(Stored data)
▬▬▬▬▬▬

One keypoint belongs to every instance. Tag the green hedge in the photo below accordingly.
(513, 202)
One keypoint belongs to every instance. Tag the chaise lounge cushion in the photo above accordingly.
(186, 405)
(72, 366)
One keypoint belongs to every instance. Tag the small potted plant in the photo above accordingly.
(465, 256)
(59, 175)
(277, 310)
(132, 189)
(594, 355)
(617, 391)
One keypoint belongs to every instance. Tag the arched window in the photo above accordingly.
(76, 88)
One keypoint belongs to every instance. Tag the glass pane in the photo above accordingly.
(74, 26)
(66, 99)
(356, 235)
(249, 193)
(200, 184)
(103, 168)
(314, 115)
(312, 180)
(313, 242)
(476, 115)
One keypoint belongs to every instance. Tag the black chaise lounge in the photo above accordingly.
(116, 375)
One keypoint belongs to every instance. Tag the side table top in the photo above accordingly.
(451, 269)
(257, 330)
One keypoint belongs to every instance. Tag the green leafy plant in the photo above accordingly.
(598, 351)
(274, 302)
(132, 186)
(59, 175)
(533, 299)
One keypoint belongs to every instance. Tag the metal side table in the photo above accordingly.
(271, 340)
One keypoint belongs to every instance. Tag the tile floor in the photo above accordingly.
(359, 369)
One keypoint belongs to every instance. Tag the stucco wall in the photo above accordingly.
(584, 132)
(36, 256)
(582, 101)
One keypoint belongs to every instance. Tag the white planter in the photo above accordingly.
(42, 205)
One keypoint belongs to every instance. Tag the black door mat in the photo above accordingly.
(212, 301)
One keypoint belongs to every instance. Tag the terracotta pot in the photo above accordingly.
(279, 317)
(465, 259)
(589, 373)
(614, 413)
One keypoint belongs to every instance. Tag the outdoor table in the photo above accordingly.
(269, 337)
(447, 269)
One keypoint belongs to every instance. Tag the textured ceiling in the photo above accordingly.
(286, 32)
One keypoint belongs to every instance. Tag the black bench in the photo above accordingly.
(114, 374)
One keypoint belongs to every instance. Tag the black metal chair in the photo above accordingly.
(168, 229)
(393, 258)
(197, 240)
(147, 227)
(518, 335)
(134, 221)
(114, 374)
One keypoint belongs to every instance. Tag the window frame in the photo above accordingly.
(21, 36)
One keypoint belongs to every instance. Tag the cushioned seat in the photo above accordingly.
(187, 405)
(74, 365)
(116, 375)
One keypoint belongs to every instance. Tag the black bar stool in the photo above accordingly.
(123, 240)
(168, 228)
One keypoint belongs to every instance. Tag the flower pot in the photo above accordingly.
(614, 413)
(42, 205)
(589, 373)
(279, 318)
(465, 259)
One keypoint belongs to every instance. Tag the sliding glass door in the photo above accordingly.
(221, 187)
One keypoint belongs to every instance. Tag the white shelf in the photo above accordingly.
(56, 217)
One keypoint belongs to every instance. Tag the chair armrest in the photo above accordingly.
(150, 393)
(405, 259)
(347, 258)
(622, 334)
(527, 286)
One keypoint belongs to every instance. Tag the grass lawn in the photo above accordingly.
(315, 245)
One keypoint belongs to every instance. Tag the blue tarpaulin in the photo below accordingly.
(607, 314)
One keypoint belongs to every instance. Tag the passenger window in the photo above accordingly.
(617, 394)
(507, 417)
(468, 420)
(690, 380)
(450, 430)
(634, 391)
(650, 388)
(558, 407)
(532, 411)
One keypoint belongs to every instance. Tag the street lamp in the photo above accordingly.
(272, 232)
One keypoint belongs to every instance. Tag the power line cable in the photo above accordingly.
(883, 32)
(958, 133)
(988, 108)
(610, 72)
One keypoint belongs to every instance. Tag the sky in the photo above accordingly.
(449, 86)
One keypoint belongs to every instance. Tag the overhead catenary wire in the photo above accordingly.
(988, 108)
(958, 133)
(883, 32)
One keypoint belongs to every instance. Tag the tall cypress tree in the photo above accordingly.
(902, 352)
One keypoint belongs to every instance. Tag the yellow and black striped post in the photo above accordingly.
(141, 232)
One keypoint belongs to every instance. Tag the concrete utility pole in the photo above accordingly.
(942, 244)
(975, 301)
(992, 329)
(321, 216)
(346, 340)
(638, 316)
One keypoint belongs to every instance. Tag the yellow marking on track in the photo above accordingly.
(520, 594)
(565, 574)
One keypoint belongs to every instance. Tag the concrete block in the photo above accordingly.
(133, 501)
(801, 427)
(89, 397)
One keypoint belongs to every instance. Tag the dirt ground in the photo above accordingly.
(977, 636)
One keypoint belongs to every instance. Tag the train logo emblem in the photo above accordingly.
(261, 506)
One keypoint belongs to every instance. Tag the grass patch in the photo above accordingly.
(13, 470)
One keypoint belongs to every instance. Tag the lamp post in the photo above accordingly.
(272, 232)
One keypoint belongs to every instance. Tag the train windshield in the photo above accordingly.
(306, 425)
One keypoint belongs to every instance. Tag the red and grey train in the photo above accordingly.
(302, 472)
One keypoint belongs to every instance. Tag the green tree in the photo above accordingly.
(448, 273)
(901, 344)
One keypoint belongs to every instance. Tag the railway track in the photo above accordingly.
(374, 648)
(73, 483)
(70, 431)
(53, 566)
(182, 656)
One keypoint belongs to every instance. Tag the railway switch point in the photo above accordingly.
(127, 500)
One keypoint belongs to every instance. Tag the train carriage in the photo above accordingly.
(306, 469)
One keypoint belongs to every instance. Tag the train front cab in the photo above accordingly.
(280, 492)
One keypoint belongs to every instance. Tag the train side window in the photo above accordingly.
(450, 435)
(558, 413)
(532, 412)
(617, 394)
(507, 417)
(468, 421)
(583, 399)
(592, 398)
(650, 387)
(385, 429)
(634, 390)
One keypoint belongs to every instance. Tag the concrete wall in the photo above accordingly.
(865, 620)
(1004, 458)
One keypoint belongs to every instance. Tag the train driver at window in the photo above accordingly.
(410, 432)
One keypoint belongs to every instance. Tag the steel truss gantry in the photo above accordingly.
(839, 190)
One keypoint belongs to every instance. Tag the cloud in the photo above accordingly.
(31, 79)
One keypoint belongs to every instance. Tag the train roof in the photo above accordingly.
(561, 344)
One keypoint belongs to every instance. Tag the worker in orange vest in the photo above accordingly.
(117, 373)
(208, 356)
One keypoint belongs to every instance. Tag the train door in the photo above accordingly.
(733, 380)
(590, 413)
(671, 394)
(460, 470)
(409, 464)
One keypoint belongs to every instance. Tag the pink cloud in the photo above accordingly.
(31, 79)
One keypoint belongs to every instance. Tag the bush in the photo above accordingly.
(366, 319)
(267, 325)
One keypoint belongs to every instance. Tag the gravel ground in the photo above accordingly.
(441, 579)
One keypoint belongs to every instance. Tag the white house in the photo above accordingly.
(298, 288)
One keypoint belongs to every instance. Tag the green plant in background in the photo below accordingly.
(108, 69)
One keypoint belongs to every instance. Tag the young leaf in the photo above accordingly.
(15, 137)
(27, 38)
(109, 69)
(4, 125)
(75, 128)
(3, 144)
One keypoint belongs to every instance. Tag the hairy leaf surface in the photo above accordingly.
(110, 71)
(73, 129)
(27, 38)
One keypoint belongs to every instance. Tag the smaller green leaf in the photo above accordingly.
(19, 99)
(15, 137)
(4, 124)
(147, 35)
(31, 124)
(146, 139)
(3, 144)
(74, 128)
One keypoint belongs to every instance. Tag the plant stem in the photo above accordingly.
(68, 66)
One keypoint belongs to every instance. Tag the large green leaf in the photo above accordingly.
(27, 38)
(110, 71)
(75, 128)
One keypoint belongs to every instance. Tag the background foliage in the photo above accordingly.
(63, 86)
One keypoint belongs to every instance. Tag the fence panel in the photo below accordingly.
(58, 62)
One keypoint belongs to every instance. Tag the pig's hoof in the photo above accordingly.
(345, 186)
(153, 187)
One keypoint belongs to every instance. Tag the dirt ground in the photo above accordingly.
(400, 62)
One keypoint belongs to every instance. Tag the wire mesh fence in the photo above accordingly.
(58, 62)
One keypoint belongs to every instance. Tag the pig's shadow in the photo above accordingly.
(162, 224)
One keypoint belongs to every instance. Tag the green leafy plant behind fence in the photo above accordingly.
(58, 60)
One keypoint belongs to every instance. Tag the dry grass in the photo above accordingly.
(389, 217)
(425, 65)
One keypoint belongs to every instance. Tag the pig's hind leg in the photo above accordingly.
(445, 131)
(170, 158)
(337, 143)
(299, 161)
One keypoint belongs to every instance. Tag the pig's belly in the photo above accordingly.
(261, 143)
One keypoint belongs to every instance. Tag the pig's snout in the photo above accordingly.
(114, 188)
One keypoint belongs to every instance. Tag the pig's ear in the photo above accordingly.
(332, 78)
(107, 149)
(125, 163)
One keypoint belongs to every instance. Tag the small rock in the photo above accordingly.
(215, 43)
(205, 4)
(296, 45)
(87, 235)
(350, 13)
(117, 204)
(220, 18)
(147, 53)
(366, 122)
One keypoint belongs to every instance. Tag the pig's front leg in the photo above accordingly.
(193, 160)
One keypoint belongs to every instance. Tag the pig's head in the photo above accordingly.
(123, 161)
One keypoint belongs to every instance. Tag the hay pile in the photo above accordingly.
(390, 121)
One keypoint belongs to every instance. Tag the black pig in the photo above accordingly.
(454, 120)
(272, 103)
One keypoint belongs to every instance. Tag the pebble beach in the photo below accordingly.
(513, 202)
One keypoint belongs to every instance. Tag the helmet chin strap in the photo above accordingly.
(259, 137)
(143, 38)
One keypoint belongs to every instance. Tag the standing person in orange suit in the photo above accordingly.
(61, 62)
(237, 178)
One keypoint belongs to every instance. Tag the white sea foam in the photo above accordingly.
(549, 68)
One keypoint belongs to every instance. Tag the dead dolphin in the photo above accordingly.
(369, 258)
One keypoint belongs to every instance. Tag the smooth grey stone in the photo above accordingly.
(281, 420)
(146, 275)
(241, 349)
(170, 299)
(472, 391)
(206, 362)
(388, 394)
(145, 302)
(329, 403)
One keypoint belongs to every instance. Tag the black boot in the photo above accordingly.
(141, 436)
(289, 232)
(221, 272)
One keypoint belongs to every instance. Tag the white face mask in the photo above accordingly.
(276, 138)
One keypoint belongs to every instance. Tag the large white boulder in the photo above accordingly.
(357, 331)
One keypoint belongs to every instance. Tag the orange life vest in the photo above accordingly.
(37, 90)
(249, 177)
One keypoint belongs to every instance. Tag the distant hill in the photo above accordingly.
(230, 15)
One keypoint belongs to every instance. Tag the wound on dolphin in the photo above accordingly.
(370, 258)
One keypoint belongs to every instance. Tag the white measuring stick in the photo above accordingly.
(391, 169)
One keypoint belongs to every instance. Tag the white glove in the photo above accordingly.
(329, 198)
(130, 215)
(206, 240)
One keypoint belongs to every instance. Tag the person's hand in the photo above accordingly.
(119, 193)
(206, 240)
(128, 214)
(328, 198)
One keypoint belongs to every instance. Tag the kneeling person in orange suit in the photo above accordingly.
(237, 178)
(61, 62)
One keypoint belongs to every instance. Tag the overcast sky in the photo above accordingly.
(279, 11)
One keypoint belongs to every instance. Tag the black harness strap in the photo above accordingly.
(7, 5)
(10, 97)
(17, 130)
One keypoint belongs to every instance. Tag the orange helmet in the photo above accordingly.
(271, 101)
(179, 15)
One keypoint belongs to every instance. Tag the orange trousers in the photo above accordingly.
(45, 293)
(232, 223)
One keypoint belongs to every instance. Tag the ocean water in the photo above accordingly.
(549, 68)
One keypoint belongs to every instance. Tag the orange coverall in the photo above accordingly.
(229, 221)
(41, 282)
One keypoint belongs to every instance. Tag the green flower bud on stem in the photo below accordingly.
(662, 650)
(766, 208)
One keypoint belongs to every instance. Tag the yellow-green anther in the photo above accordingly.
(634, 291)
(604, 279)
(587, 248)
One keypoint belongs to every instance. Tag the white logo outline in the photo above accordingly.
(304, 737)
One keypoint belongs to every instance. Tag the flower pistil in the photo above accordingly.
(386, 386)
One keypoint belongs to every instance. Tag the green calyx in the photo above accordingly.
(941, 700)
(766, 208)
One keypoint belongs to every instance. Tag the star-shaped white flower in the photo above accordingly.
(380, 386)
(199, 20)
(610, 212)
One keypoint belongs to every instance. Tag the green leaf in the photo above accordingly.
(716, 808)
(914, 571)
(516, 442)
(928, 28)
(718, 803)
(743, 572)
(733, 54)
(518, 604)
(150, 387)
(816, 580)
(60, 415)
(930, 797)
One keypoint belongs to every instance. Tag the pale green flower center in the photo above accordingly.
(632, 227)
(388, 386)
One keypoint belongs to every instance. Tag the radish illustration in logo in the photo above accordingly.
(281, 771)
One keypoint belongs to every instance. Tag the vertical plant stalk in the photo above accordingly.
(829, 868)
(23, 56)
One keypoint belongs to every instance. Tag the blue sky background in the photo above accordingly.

▬▬▬▬▬▬

-- Aim --
Everything from the line containing "One keypoint belongs to every instance. Tag the yellow-green" to the end of the data above should be quoted exactly, please, both ends included, and nothing outside that span.

-- Complete output --
One keypoint belongs to every instance. Tag the yellow-green anther in the photo above accordingly.
(634, 291)
(604, 279)
(587, 248)
One keypoint belongs to every instance. Tag the white logo outline in the photo above accordingly.
(304, 737)
One keypoint belongs to every instance. Tag the flower pistil in the photo above accordingly.
(386, 386)
One keypoint belongs to every instance. Tag the green calyx in the photo above accordingly.
(941, 700)
(766, 208)
One keypoint belongs to every instance. Tag the star-shaped white flower in the photo above accordingly.
(380, 386)
(199, 20)
(610, 212)
One keypoint belongs to every instance. Tag the green leaf in the photo above accordingly.
(716, 808)
(914, 571)
(516, 442)
(928, 28)
(718, 803)
(743, 572)
(733, 54)
(518, 604)
(150, 387)
(816, 580)
(60, 415)
(930, 797)
One keypoint belongs to every instance. Tag the pale green flower center in the photo above accordingly.
(632, 227)
(388, 386)
One keypoint belongs to every instance. Tag the radish illustration in logo in the photo above accordingly.
(281, 771)
One keypoint belongs to every instance. Tag the vertical plant stalk in the photo above accordingly.
(829, 868)
(23, 56)
One keypoint belongs to every instance. Tag the blue sky background in the photo above accordingly.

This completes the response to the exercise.